L’acte créatif est au cœur de nos métiers. C’est la création qui les rend uniques et en fait la valeur. Nos écoles d’art (Gobelins, Arts déco, Beaux-Arts, Camondo, Penninghen, etc.) sont parmi les plus réputées au monde. Chaque année, des milliers d’étudiants en sortent, beaucoup d’entre eux développent leur talent en agence, en France ou à l’international. Seulement voilà, le talent, la création, le contre-pied, la flamboyance, la légèreté, la surprise, tout ça…, la crise est en train d’en avoir raison. La faute à qui? La faute à un petit objet informatique, généré sur tableur Excel, une sorte de virus qui est en train de tuer la création dans l’œuf.
Un système soupçonneux
Passons sur l’infantilisme mortifère qui s’est imposé, aboutissant à des notations aussi millimétrées que ridicules des faits et gestes des postulants aux appels d’offres. En entrant dans la profession, nous avons accepté la dure condition d’un métier à concours. Il n’est pas non plus question, ici, de remettre en cause les indispensables évaluations qui permettent à une agence de progresser.

——————————

**Activité A**
Recopiez, dans le texte sur la création en agence, le passage qui va de « L’acte créatif est » jusqu'à « création dans l’œuf. ».
**Activité B**
Rédigez la suite du texte sur la création en agence, en partant de sa dernière phrase.
Les lignes qui suivent n'ont aucun rapport avec le texte sur la création en agence.

**Données fournies**
——————————

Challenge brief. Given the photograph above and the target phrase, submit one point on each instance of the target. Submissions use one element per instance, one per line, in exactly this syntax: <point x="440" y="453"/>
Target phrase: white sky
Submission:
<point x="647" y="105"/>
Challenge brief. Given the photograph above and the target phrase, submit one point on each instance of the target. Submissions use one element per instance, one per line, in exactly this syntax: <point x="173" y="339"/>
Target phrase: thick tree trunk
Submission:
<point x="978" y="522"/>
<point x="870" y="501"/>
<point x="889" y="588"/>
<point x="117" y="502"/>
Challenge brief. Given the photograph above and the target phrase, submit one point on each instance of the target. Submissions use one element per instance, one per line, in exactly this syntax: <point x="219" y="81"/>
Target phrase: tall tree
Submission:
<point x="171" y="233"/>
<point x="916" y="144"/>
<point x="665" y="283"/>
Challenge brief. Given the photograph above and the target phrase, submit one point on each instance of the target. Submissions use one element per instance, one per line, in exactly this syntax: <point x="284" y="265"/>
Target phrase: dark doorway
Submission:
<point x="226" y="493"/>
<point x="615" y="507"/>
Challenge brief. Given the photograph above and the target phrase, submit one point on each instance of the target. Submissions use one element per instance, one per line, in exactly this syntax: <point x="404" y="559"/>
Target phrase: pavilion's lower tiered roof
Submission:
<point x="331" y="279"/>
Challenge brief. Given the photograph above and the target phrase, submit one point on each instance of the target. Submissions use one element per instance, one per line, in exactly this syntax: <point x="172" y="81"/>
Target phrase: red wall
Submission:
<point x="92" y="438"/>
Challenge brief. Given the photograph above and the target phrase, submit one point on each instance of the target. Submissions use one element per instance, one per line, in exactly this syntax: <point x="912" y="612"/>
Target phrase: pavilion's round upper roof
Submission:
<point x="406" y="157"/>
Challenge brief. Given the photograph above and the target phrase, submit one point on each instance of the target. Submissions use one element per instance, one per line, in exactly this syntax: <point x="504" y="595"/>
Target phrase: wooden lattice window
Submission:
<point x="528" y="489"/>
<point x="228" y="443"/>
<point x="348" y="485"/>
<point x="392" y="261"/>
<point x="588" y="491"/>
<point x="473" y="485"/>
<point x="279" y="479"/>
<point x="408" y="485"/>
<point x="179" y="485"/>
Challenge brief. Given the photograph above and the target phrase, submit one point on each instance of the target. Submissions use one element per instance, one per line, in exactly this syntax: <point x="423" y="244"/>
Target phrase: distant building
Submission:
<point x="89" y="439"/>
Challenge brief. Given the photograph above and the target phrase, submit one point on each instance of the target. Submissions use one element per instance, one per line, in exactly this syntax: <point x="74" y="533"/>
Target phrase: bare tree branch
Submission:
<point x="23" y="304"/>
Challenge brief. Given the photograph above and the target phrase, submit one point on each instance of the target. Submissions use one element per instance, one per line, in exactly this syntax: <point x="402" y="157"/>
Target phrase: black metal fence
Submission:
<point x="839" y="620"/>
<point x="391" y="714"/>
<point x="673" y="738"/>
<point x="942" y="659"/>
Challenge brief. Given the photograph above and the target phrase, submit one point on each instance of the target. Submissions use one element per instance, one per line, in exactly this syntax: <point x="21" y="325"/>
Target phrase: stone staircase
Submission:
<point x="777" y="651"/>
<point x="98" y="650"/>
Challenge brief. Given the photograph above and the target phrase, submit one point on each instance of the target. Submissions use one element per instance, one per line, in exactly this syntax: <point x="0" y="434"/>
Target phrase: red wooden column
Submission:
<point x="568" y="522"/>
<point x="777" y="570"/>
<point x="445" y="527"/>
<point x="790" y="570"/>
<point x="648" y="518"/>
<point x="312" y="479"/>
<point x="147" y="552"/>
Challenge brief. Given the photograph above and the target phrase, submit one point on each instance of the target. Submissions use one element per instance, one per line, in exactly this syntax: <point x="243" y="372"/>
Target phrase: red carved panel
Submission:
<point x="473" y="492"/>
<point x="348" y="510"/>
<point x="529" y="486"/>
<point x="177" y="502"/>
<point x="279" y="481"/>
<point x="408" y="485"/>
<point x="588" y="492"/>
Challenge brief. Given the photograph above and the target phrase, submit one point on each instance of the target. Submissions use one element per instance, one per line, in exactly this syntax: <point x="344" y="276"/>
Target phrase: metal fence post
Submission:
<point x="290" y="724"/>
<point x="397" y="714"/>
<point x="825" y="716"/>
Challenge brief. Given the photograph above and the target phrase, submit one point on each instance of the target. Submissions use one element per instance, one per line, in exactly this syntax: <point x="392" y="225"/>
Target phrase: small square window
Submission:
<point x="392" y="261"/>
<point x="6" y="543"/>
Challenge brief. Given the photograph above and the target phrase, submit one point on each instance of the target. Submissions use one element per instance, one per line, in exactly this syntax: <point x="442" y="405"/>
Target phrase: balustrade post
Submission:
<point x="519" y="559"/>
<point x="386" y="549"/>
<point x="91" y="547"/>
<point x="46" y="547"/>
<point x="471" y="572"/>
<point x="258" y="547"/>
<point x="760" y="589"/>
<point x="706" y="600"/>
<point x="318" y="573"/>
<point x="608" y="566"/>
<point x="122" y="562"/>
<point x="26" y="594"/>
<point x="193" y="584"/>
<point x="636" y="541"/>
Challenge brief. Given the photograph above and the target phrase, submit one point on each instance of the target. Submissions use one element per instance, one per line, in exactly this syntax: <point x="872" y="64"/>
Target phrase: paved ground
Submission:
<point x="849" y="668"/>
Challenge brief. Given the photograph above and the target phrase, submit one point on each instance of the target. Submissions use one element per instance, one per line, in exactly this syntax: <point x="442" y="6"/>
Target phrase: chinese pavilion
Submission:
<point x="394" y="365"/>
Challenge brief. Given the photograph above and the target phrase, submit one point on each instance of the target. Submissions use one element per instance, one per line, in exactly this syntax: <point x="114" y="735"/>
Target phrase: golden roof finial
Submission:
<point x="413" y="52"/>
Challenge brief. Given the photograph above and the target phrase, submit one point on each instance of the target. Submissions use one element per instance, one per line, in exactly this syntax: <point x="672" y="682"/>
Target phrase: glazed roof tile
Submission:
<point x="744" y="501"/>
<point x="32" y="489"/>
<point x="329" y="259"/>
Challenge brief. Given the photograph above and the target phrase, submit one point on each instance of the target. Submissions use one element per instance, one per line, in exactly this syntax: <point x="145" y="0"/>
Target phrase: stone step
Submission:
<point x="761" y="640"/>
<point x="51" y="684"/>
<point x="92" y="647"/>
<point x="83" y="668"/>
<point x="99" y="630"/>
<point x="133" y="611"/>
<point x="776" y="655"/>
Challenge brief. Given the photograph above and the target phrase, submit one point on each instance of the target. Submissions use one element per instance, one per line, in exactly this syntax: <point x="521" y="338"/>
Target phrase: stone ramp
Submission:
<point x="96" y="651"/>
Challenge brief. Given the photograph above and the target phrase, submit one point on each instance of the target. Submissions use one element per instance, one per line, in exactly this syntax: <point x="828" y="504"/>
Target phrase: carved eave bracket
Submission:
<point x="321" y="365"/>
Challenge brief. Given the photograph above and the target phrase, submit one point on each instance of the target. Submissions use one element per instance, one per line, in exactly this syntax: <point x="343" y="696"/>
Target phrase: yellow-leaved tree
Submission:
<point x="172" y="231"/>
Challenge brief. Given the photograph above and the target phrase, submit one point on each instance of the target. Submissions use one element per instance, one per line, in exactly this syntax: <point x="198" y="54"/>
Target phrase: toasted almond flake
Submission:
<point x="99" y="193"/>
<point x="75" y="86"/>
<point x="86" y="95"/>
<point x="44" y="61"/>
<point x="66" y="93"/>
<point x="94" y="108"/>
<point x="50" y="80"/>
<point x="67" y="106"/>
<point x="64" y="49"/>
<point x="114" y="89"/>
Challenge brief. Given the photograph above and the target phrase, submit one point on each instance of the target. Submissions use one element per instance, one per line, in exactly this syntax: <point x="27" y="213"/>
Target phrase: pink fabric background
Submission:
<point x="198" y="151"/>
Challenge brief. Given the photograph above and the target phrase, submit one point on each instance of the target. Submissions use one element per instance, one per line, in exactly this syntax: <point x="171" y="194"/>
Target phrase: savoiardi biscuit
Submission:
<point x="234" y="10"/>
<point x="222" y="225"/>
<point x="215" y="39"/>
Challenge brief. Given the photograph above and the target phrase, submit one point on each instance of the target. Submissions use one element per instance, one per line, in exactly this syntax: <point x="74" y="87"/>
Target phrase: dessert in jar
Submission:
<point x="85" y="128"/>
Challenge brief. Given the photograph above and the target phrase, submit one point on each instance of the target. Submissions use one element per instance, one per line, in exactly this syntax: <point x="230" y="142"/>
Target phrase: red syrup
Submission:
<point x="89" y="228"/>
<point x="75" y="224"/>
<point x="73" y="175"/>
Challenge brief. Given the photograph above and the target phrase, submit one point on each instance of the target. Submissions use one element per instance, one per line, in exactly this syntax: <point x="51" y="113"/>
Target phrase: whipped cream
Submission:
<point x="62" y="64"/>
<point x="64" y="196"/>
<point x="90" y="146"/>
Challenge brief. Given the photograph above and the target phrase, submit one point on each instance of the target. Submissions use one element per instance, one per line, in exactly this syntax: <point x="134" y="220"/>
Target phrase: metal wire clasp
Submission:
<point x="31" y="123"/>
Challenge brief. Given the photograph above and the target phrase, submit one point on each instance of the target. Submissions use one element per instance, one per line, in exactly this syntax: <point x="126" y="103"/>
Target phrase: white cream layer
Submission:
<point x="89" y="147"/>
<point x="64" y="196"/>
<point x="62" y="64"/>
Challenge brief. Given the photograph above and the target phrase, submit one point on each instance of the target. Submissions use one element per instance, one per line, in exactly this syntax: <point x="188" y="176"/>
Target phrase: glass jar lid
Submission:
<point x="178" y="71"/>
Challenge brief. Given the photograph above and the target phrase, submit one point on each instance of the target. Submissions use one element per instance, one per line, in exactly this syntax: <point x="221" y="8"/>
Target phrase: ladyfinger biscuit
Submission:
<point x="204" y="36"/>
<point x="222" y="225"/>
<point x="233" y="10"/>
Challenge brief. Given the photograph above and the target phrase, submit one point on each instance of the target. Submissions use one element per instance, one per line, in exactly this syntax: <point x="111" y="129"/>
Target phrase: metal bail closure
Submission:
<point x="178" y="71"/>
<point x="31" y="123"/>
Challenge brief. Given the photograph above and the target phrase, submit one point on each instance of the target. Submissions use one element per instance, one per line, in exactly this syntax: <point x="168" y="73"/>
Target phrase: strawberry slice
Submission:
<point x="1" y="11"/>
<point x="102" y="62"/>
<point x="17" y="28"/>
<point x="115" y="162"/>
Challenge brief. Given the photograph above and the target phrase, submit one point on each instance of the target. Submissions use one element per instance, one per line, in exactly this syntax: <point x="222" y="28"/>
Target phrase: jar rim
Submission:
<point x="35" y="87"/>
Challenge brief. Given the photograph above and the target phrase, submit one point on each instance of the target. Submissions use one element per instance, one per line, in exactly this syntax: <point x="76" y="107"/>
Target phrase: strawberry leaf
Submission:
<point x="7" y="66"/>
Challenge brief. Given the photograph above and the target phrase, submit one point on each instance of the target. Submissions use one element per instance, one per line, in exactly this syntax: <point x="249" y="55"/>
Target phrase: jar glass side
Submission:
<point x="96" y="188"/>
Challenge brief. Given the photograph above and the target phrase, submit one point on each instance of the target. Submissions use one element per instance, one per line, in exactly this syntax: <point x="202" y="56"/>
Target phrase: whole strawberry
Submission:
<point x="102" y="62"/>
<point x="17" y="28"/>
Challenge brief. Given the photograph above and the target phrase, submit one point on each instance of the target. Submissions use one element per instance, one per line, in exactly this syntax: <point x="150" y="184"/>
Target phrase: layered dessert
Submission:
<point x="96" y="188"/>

——————————

**Réponse rédigée A**
L’acte créatif est au cœur de nos métiers. C’est la création qui les rend uniques et en fait la valeur. Nos écoles d’art (Gobelins, Arts déco, Beaux-Arts, Camondo, Penninghen, etc.) sont parmi les plus réputées au monde. Chaque année, des milliers d’étudiants en sortent, beaucoup d’entre eux développent leur talent en agence, en France ou à l’international. Seulement voilà, le talent, la création, le contre-pied, la flamboyance, la légèreté, la surprise, tout ça…, la crise est en train d’en avoir raison. La faute à qui? La faute à un petit objet informatique, généré sur tableur Excel, une sorte de virus qui est en train de tuer la création dans l’œuf.

**Réponse rédigée B**
Soyons précis, voici le type de grille de notation présentée dans nombre d’appels d’offres:
– compétitivité financière: 40%;
– compréhension des enjeux stratégiques: 25%;
– qualité créative des propositions: 20%;
– qualité et séniorité de l’équipe projet: 15%.
Pas besoin d’être un expert pour comprendre où sont les priorités. La créativité et l’expérience, sel de la relation entre une agence et son client, sont reléguées au second plan et ne valent pas grand chose. Il s’est développé, avec l’alibi de la crise (qui dure depuis trente ans) et sous prétexte de bonne gestion, un système soupçonneux, tatillon et déresponsabilisant pour tous. Les premières victimes sont les entreprises qui s’arrachent les cheveux pour arriver à mener à bien des projets à la hauteur de leur ambition créative. Faut-il rappeler que c’est la valeur immatérielle qui fait majoritairement la valeur d’une entreprise (1)?
Ni séduction ni intimidation
On a cru bon de découpler la prescription de la négociation financière, laissant entendre que les directions marketing et communication ne savaient pas faire et qu’elles se faisaient avoir depuis des années. Alors, le soin de négocier a été confié à d’autres, des gens plus «froids» (sous entendu plus sérieux) qui ne se laisseront pas séduire, eux!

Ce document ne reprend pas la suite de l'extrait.